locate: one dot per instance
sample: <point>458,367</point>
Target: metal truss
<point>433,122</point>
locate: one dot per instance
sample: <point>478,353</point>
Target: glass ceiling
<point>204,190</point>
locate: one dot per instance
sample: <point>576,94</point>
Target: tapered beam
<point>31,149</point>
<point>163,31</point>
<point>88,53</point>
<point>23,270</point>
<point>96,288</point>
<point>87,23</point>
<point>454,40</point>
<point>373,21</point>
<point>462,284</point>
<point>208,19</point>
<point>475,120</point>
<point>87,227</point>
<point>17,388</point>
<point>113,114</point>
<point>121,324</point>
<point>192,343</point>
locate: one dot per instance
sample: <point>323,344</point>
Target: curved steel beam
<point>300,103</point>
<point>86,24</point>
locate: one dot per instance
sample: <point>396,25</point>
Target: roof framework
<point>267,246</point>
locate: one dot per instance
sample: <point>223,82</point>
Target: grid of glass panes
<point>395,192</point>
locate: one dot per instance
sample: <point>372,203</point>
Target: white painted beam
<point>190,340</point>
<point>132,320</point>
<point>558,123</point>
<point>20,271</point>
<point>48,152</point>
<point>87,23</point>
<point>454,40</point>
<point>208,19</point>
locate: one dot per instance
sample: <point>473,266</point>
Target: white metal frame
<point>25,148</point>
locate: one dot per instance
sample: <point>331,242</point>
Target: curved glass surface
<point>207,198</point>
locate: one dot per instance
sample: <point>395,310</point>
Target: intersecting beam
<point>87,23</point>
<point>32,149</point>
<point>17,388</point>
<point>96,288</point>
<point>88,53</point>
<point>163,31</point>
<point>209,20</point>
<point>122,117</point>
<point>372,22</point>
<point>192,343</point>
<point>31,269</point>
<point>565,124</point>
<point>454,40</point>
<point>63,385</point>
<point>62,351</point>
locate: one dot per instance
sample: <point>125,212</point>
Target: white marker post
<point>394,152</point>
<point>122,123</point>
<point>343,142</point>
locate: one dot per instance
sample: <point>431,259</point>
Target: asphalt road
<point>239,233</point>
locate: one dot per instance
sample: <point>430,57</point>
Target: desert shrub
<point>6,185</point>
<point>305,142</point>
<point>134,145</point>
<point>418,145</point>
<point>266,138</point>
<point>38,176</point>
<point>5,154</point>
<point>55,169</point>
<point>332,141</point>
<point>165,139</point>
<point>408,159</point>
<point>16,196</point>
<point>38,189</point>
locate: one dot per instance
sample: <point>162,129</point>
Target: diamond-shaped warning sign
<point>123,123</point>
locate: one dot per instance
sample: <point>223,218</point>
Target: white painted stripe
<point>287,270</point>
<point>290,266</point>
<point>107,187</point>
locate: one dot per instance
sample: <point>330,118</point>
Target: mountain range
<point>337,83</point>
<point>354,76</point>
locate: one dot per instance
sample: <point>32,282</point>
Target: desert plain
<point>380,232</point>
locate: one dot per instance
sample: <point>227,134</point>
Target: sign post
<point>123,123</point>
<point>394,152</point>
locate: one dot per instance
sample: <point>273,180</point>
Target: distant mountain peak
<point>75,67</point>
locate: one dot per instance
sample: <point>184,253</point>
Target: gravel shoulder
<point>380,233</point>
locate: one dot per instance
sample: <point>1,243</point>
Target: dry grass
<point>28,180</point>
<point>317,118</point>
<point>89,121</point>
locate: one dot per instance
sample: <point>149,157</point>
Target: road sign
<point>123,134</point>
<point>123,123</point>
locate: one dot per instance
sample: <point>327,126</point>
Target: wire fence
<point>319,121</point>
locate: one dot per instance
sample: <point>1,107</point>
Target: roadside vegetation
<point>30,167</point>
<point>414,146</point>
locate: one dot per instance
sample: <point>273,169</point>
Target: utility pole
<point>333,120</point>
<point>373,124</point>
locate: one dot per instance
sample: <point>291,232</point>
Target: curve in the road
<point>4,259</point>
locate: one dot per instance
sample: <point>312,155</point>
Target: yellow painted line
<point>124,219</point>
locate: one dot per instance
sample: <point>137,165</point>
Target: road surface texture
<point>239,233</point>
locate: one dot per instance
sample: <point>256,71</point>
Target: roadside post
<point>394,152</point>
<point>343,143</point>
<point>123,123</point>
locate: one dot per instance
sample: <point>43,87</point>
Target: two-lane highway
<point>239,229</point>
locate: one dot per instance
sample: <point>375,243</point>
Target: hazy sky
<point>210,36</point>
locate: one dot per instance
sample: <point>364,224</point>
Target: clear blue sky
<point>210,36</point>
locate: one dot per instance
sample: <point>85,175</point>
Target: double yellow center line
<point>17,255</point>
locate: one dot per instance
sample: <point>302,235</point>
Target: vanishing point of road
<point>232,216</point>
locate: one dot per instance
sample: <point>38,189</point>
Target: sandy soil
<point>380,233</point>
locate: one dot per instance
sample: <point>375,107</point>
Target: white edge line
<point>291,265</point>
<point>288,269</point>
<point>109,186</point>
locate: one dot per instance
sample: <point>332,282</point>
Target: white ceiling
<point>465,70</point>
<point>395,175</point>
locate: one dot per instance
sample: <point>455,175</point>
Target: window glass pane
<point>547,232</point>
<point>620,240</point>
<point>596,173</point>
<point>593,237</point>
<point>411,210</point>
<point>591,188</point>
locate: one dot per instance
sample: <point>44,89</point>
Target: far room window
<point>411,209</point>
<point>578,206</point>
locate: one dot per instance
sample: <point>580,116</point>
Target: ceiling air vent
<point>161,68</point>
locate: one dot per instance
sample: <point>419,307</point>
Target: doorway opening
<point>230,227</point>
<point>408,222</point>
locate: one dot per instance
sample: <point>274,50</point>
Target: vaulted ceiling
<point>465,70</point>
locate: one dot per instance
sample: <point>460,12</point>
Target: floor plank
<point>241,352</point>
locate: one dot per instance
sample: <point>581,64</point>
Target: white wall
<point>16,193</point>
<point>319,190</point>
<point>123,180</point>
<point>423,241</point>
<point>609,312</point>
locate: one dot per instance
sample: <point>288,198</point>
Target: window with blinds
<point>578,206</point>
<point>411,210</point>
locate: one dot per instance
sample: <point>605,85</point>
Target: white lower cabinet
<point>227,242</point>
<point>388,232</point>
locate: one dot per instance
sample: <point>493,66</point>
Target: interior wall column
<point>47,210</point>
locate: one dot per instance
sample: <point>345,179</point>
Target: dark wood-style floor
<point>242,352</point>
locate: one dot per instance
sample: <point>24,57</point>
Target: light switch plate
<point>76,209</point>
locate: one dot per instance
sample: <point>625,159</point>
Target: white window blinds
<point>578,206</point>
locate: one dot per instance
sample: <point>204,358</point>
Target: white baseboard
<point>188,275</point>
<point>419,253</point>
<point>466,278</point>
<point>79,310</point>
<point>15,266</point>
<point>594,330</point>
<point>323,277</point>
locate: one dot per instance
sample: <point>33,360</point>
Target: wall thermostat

Your task:
When you reach the line in the material above that holds "Target: desert shrub", begin reproducing lines exactly, and stop after the line that holds "sample: <point>273,180</point>".

Task solution:
Target: desert shrub
<point>6,185</point>
<point>305,142</point>
<point>134,145</point>
<point>418,145</point>
<point>266,138</point>
<point>38,176</point>
<point>5,154</point>
<point>55,169</point>
<point>332,141</point>
<point>165,139</point>
<point>408,159</point>
<point>16,196</point>
<point>38,189</point>
locate: one dot per instance
sample: <point>162,129</point>
Target: diamond-shaped warning sign
<point>123,123</point>
locate: one dot per instance
sample: <point>223,218</point>
Target: white painted stripe
<point>287,270</point>
<point>290,266</point>
<point>107,187</point>
locate: one dot per instance
sample: <point>330,118</point>
Target: mountain range
<point>337,83</point>
<point>354,76</point>
locate: one dot per instance
sample: <point>32,282</point>
Target: desert plain
<point>380,232</point>
locate: one dot per instance
sample: <point>227,134</point>
Target: sign post
<point>123,123</point>
<point>394,152</point>
locate: one dot per instance
sample: <point>273,180</point>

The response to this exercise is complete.